◆ What is being asked: Exactly as they appear, copy the lines from the one holding "Drill #6 — Where does the wooden console" through the end of the records, leaving pictures out.
Provided information Block Start
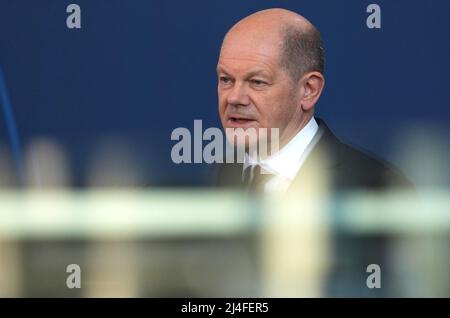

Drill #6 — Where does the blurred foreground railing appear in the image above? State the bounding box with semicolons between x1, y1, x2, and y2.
0;189;449;297
0;189;448;237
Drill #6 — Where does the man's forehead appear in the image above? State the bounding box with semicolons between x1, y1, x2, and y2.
221;30;282;55
218;39;282;71
217;56;277;75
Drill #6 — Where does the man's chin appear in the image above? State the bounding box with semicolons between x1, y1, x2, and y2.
225;119;259;130
225;136;257;148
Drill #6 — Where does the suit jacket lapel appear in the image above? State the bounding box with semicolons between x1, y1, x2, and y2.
289;118;343;191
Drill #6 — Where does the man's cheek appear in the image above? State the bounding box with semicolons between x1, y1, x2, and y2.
218;104;226;121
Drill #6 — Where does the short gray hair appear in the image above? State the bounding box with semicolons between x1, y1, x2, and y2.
279;24;325;81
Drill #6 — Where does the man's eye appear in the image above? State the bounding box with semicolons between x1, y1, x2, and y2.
219;76;231;84
251;79;268;86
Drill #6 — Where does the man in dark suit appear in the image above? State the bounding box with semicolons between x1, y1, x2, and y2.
214;9;413;296
215;8;411;193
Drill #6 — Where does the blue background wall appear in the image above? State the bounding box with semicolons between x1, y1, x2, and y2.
0;0;449;187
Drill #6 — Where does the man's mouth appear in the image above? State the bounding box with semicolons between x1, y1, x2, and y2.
227;116;258;128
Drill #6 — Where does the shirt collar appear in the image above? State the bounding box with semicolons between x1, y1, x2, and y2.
244;117;319;180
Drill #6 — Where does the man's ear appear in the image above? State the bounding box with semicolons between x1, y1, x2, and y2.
299;72;325;112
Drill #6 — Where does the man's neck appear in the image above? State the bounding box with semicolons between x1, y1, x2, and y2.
246;115;317;164
279;114;314;149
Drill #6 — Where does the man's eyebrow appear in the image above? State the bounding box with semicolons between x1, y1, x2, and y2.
216;66;270;78
216;67;230;76
216;65;233;76
246;70;270;78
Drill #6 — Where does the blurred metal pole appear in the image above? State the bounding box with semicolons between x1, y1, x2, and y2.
260;157;331;297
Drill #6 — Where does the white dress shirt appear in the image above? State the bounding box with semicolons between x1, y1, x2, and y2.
243;117;321;193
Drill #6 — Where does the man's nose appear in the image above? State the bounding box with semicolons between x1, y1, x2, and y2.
226;82;251;106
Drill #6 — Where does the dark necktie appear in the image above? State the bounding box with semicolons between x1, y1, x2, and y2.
242;165;273;193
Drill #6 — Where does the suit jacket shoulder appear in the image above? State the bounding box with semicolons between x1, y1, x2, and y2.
298;118;413;191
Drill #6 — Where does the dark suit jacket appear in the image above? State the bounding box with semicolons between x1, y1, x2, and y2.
216;118;412;192
215;118;414;296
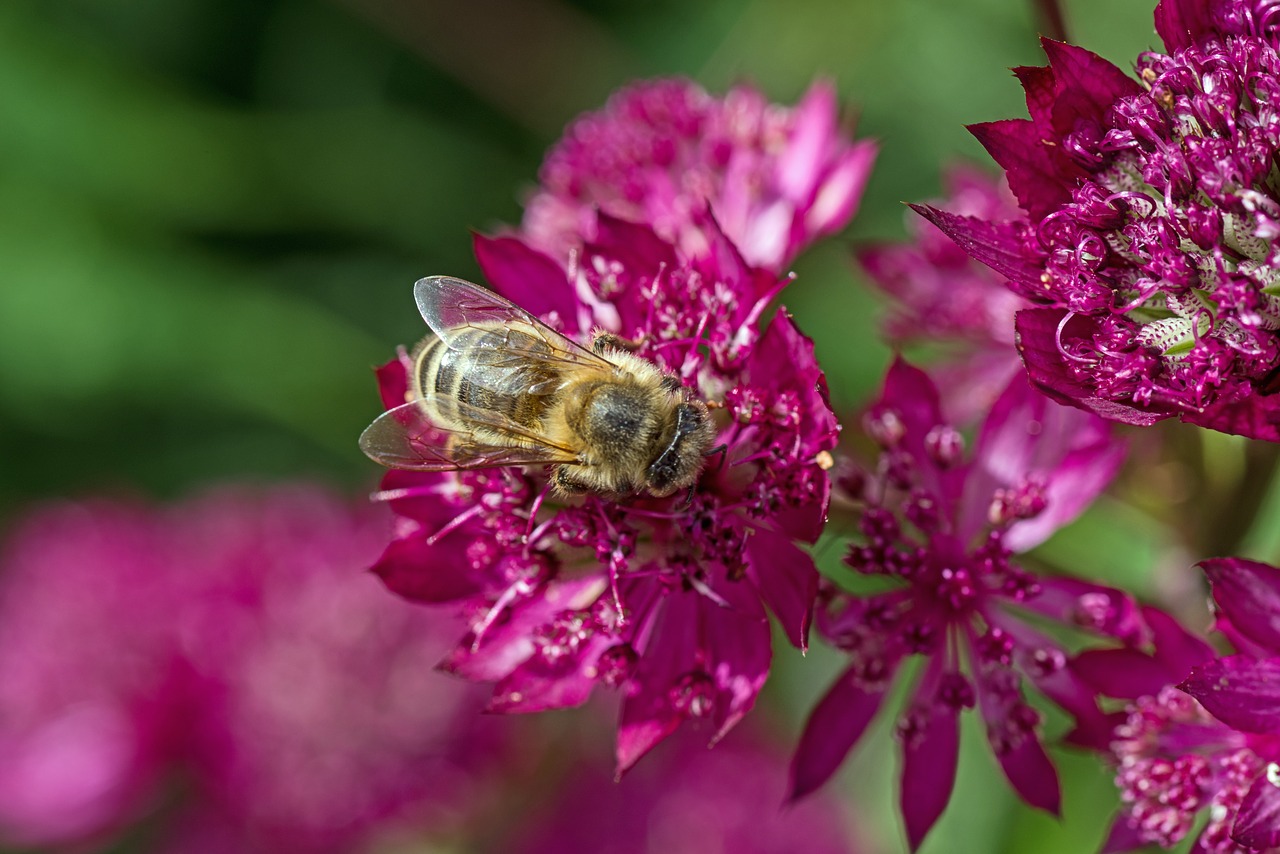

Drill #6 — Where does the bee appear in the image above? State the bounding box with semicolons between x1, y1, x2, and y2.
360;276;716;498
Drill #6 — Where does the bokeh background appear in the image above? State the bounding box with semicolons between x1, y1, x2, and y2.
0;1;1202;852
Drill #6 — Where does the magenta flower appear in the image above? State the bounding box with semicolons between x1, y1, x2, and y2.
859;165;1029;421
0;501;181;848
0;486;505;853
791;359;1139;851
916;0;1280;440
1100;556;1280;853
167;487;506;852
508;726;862;854
370;213;838;772
521;77;877;273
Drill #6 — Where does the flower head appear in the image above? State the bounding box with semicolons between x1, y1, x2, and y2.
522;77;877;273
859;165;1028;421
790;360;1137;850
916;0;1280;440
0;486;504;853
372;211;838;772
1102;556;1280;853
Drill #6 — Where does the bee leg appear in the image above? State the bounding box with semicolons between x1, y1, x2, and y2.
553;465;591;496
705;443;728;472
591;331;646;355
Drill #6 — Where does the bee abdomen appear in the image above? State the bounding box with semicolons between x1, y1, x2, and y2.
414;327;557;430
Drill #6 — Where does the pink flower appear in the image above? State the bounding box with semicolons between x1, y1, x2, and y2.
916;0;1280;440
370;213;838;772
0;500;182;848
1100;556;1280;852
791;360;1138;851
0;486;504;853
522;77;877;273
858;165;1028;421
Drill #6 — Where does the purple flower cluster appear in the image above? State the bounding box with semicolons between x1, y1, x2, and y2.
0;486;503;853
918;0;1280;440
368;79;868;771
522;77;877;273
1102;556;1280;853
791;359;1142;850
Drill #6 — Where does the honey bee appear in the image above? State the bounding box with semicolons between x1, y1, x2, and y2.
360;276;716;497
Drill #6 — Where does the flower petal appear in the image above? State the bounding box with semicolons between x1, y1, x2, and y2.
1099;812;1148;854
900;704;960;852
789;665;889;801
1184;393;1280;442
1071;648;1178;700
1154;0;1216;51
472;233;579;327
1233;771;1280;849
745;527;817;651
1202;557;1280;655
1180;655;1280;734
995;736;1060;816
909;204;1046;297
968;120;1075;219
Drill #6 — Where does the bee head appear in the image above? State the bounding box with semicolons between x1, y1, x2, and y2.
645;401;715;498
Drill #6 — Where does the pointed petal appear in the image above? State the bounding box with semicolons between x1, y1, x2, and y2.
1180;655;1280;734
996;736;1060;815
778;79;838;201
1145;604;1216;677
1099;812;1148;854
1013;64;1058;129
901;704;960;852
371;534;482;604
374;352;412;409
1202;557;1280;655
909;204;1046;297
1183;393;1280;442
789;664;889;800
806;139;877;237
968;120;1074;218
472;233;577;326
1154;0;1217;51
744;527;817;651
1040;39;1142;131
1233;772;1280;849
1071;648;1178;700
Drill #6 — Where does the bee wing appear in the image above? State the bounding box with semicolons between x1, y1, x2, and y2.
414;275;615;375
360;397;582;472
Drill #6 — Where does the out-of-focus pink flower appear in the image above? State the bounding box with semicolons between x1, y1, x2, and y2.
372;213;838;773
916;0;1280;441
0;486;505;853
858;166;1027;421
791;360;1139;851
1099;556;1280;853
0;501;181;848
508;726;860;854
522;77;877;273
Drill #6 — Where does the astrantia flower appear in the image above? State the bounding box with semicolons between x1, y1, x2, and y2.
1102;556;1280;852
859;165;1028;420
917;0;1280;440
371;213;838;772
0;486;504;853
791;360;1139;850
508;726;862;854
521;77;877;273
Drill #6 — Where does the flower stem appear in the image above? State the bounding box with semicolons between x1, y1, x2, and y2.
1033;0;1068;42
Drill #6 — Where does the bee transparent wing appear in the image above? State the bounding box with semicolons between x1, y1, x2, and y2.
414;275;615;375
360;398;582;472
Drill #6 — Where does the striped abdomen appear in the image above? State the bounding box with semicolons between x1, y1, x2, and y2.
412;325;559;431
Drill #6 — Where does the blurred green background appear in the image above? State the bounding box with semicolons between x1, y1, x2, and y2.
0;1;1170;852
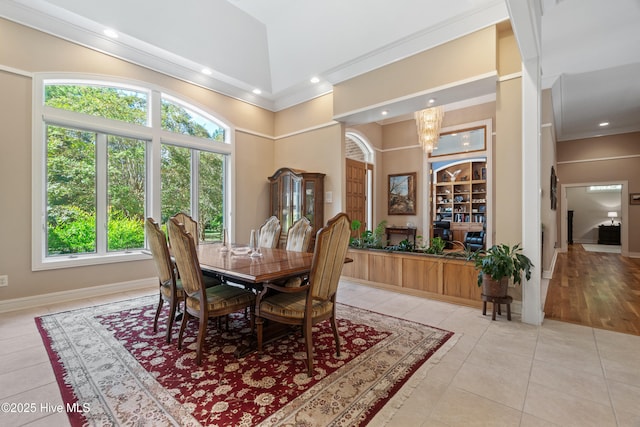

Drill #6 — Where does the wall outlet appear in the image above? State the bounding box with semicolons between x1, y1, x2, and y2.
0;275;7;287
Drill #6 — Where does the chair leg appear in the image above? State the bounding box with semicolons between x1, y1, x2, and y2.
256;317;264;353
166;299;177;343
330;315;341;357
249;305;255;332
177;310;190;350
153;294;163;332
196;316;207;366
305;320;314;377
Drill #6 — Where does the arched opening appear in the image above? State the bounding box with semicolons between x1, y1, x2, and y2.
345;131;374;233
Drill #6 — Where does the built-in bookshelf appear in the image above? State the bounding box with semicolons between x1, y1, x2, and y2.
434;160;486;223
433;160;486;244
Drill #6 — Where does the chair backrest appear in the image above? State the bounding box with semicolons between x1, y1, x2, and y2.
171;212;199;246
167;217;204;298
308;213;351;301
286;217;312;252
145;218;175;286
258;216;282;248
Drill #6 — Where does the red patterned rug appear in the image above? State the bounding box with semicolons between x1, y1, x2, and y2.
36;295;455;426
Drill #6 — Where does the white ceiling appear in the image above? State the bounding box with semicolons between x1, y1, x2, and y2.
1;0;639;141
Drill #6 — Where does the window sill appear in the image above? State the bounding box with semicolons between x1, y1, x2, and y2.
32;251;151;271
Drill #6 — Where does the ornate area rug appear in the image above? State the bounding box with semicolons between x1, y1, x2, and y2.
36;295;455;426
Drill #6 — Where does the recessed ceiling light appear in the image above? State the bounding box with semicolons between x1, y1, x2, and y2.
252;88;262;95
381;110;388;116
428;98;436;104
201;68;212;76
599;122;609;127
310;76;320;84
103;28;119;39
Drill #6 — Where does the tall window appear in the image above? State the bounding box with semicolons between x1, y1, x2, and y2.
34;77;231;269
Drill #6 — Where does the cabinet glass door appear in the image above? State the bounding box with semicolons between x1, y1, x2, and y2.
305;181;315;224
270;182;279;217
291;176;302;232
281;175;290;234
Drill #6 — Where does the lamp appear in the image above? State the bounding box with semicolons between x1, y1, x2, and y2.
607;211;618;225
415;106;444;154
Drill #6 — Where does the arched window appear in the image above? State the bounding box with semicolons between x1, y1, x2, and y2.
345;132;374;163
33;76;232;270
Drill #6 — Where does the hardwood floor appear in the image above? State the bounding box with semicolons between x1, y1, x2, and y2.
545;243;640;336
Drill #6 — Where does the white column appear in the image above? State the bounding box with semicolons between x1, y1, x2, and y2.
521;56;544;325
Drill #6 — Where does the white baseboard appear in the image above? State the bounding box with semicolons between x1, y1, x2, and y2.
0;277;157;314
542;249;558;279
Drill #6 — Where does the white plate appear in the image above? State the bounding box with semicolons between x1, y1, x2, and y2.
231;247;251;256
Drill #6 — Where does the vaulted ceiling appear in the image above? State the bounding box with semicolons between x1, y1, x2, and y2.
1;0;639;141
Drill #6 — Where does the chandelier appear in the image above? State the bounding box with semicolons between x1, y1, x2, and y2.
414;106;444;154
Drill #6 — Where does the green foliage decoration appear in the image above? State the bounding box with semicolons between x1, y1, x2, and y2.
44;83;225;253
468;243;533;287
349;220;387;249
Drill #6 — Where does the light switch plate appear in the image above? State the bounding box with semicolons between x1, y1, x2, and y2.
325;191;333;203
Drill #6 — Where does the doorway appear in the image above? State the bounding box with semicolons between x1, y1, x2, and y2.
560;181;628;255
345;132;373;234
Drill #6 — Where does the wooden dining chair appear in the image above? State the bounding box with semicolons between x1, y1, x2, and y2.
258;215;281;249
146;218;219;343
171;212;199;247
255;212;351;376
168;217;256;365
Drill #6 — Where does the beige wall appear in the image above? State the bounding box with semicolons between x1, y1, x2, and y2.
0;18;275;300
557;132;640;254
273;124;345;221
333;26;497;117
540;90;558;273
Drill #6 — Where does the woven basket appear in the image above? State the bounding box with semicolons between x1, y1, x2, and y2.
481;274;509;297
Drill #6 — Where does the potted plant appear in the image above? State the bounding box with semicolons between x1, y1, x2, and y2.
469;243;533;297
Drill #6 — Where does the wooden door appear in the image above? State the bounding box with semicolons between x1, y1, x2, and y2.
346;158;367;236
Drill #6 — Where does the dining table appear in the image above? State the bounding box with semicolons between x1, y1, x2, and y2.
196;243;315;287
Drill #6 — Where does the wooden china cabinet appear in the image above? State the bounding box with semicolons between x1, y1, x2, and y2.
268;168;325;249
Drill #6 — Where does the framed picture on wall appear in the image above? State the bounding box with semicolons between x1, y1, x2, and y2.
550;166;558;210
388;172;417;215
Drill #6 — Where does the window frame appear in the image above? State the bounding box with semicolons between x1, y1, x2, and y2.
32;74;235;270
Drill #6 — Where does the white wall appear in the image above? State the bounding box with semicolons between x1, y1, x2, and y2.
566;186;621;243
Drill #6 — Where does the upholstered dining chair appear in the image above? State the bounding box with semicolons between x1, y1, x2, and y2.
282;217;313;287
255;212;351;376
171;212;199;247
286;217;313;252
258;215;281;249
146;218;219;343
168;217;256;365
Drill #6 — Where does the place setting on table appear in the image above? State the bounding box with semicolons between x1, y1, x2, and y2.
196;228;315;287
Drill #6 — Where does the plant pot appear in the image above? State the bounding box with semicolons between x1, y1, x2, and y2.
481;273;509;297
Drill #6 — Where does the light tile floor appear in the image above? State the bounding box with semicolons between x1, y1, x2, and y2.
1;280;639;426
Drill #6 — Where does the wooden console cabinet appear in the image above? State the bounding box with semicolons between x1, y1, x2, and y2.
598;225;620;245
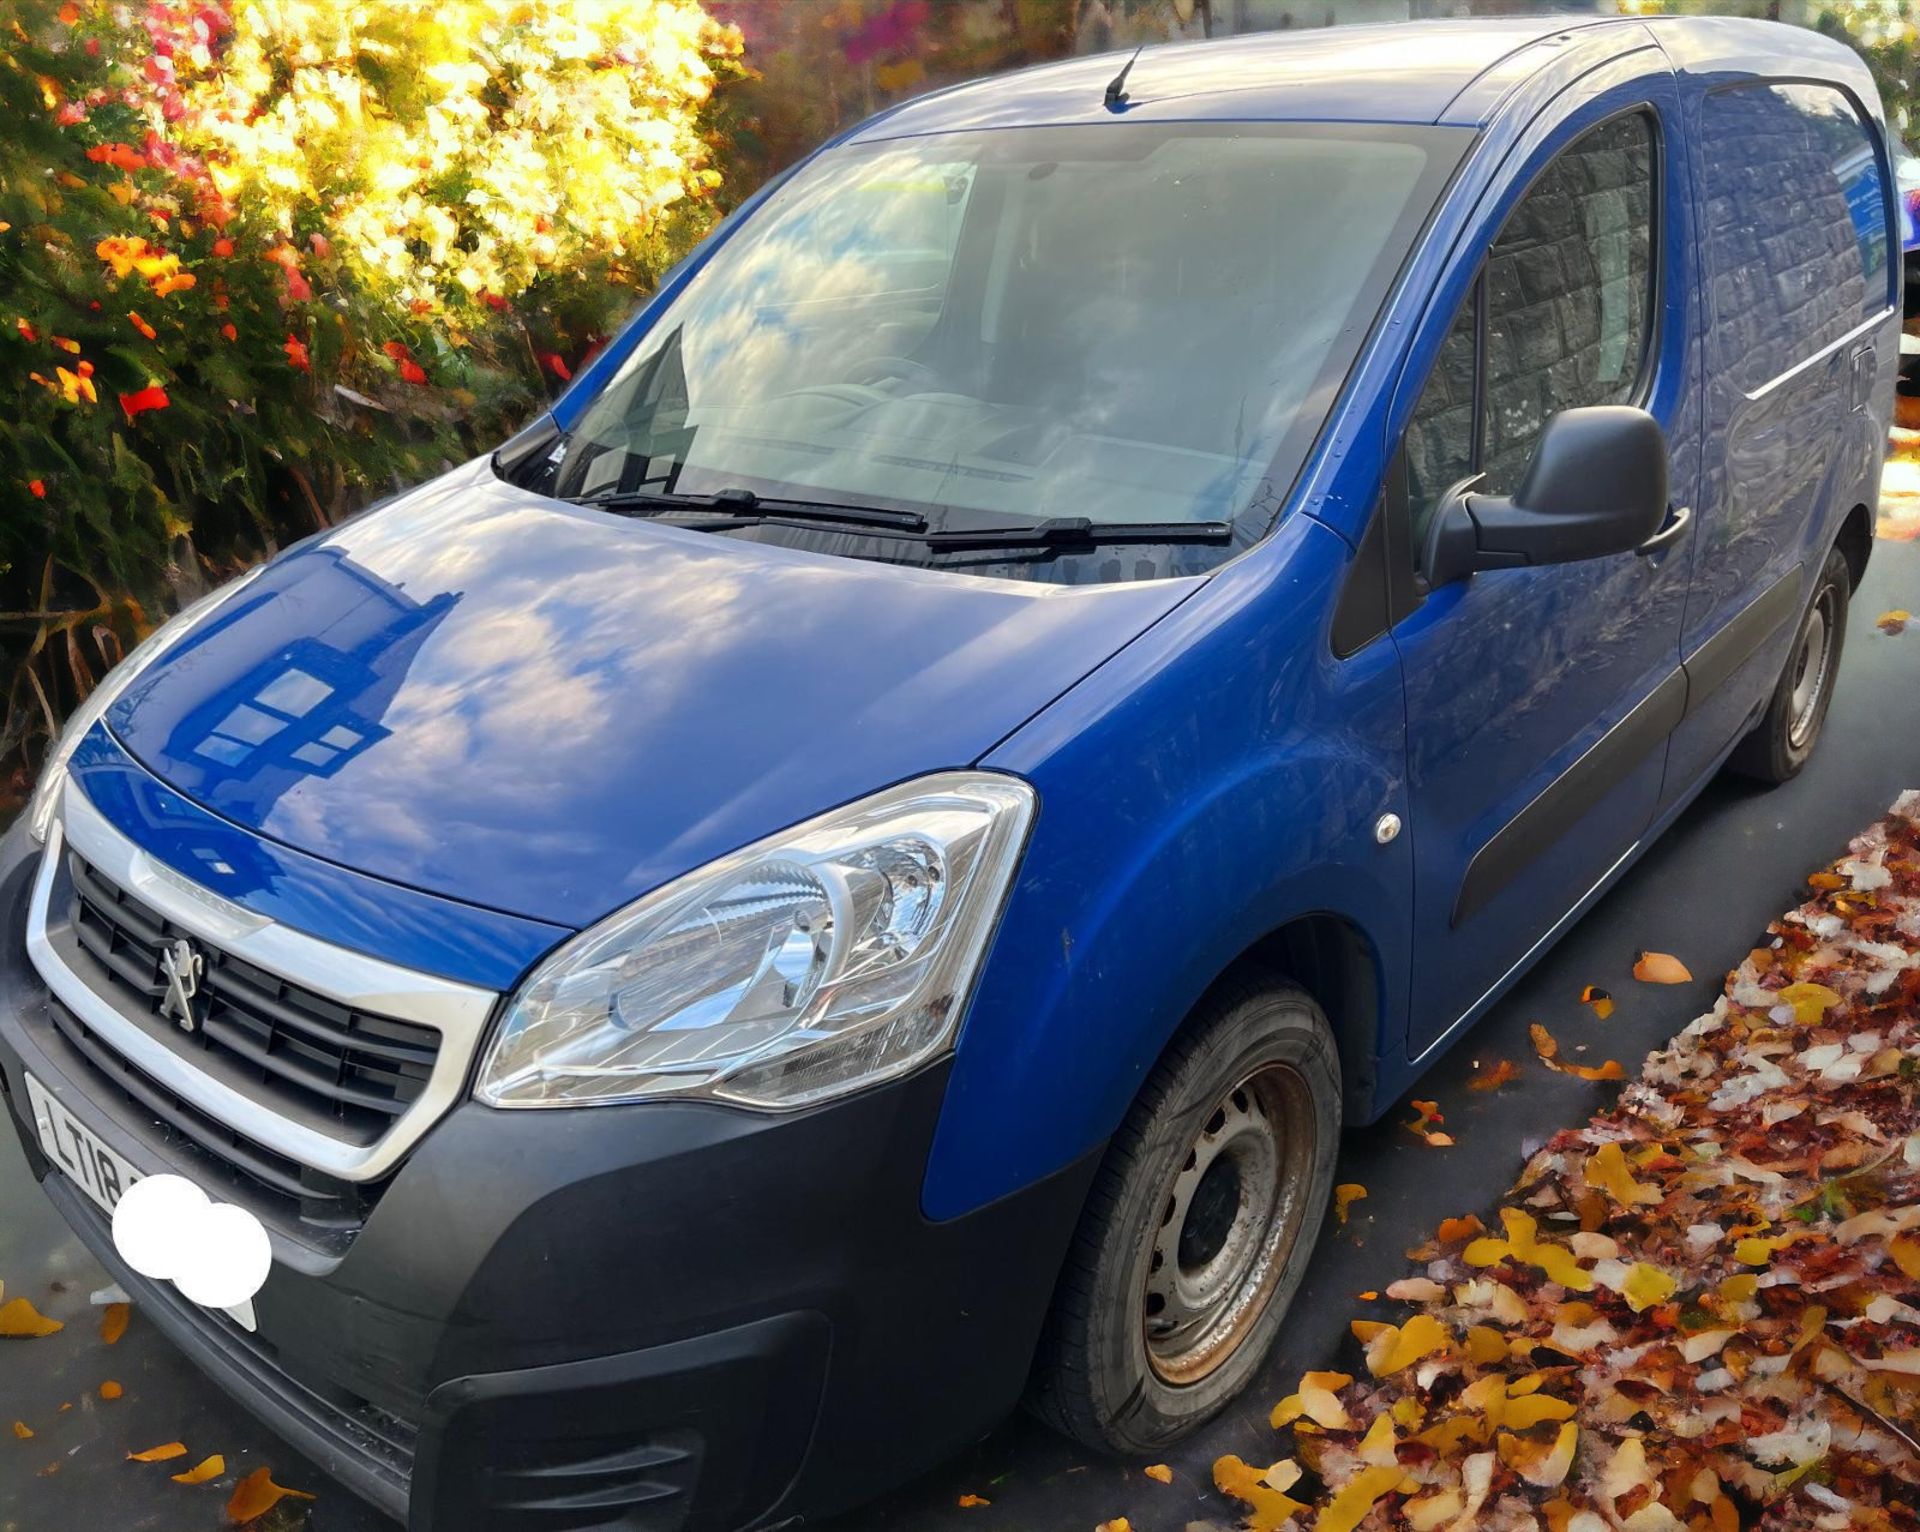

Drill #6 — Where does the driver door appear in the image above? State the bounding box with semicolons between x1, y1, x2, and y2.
1389;76;1697;1057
Provided information Block End
◆ Task result:
Drill #6 — Where does the wooden console cabinet appear in the image above? State the bounding box with semicolons between x1, y1, x2, and y2.
598;225;620;245

Drill #6 — Where does the driver door appear in the image above? State the bounding box with semicolons between x1, y1, x2, and y2.
1389;76;1697;1057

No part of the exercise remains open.